## Instructions for the task:
Transcribe each entry so that it matches the original exactly.

── Records for this task

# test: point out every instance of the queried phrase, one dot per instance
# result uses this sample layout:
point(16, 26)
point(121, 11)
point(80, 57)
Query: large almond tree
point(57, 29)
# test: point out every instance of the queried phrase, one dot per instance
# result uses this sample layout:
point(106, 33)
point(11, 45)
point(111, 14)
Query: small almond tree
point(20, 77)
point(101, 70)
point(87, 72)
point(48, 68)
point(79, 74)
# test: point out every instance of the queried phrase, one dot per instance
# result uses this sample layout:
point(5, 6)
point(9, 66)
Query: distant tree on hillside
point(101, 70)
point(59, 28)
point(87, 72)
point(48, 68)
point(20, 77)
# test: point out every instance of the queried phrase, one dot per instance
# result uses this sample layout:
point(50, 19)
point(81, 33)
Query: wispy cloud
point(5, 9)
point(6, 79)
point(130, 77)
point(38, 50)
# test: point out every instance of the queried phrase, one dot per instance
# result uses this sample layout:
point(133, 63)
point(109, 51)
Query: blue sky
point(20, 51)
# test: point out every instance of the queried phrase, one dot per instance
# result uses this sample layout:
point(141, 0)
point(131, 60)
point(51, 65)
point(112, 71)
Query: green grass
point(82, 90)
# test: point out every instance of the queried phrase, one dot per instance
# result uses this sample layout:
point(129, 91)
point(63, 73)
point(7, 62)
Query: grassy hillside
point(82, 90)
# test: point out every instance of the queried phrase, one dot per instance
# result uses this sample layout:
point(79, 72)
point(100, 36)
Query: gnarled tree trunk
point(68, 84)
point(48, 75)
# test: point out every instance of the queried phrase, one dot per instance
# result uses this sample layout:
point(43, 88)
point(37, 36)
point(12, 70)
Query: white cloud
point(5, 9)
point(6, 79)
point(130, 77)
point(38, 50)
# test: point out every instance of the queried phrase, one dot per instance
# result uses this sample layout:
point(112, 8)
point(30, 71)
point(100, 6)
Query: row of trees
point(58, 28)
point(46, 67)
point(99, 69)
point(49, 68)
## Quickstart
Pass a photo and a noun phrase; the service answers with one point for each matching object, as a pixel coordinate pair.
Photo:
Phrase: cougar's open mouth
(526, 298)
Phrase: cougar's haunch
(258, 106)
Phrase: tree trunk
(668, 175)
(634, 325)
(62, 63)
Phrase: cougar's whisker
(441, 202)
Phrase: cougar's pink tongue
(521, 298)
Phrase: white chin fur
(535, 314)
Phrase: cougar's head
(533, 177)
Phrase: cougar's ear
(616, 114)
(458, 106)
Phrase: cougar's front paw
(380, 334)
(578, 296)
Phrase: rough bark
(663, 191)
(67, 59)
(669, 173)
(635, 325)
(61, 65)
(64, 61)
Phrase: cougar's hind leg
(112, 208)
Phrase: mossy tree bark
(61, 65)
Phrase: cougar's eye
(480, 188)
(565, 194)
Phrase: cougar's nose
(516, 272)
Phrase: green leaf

────

## Result of this task:
# test: point out every instance of the queried phrase, one dot per instance
# result uses this sample layout:
point(16, 26)
point(121, 11)
point(80, 57)
Query: large almond tree
point(57, 29)
# test: point out every instance of the queried phrase, one dot per instance
# result uses this sample layout:
point(106, 33)
point(11, 45)
point(111, 14)
Query: small almond tree
point(20, 77)
point(101, 70)
point(87, 72)
point(48, 68)
point(79, 74)
# test: point out every instance of the queried phrase, one dot per instance
# result uses this sample layout:
point(5, 6)
point(9, 66)
Query: distant tree on hillside
point(101, 70)
point(59, 28)
point(87, 72)
point(48, 68)
point(20, 77)
# test: point out every instance of the queried phrase, one dot per instance
# result uses this sample layout:
point(50, 19)
point(81, 33)
Query: wispy cloud
point(5, 9)
point(6, 79)
point(130, 77)
point(38, 50)
# test: point out every instance of the queried phrase, one dot per instance
# result uses this sample layout:
point(133, 63)
point(109, 51)
Query: blue sky
point(20, 51)
# test: point out every instance of the queried phrase, one dot per instance
# result uses this sample layout:
point(141, 0)
point(131, 60)
point(51, 65)
point(112, 71)
Query: green grass
point(82, 90)
# test: point out every instance of the queried phrase, one dot per instance
# result uses this sample layout:
point(129, 91)
point(63, 73)
point(7, 62)
Query: grassy hillside
point(82, 90)
# test: point out every instance of the queried phrase, one dot per instance
# result uses this sample layout:
point(79, 72)
point(100, 36)
Query: gnarled tree trunk
point(68, 84)
point(48, 75)
# test: point out every instance of the queried phrase, one dot per instance
# result uses this sample layout:
point(43, 88)
point(37, 36)
point(12, 70)
Query: white cloud
point(5, 9)
point(6, 79)
point(130, 77)
point(38, 50)
# test: point out every instance of the queried phrase, one dot per instance
# result uses this sample layout:
point(112, 8)
point(30, 71)
point(100, 6)
Query: row of trees
point(58, 28)
point(46, 67)
point(99, 69)
point(49, 68)
## Quickstart
Pass a photo and a noun phrase; the service answers with one point for each matching object, as a pixel coordinate pair.
Photo:
Phrase: cougar's open mouth
(526, 298)
Phrase: cougar's haunch
(258, 106)
Phrase: tree trunk
(668, 175)
(634, 325)
(62, 63)
Phrase: cougar's whisker
(441, 202)
Phrase: cougar's pink tongue
(521, 298)
Phrase: white chin fur
(535, 314)
Phrase: cougar's head
(533, 177)
Phrase: cougar's ear
(616, 114)
(458, 106)
Phrase: cougar's front paw
(380, 334)
(578, 296)
Phrase: rough bark
(663, 191)
(67, 59)
(669, 173)
(635, 325)
(61, 65)
(64, 61)
Phrase: cougar's hind leg
(112, 208)
Phrase: mossy tree bark
(61, 65)
Phrase: cougar's eye
(480, 188)
(565, 194)
Phrase: cougar's nose
(516, 272)
Phrase: green leaf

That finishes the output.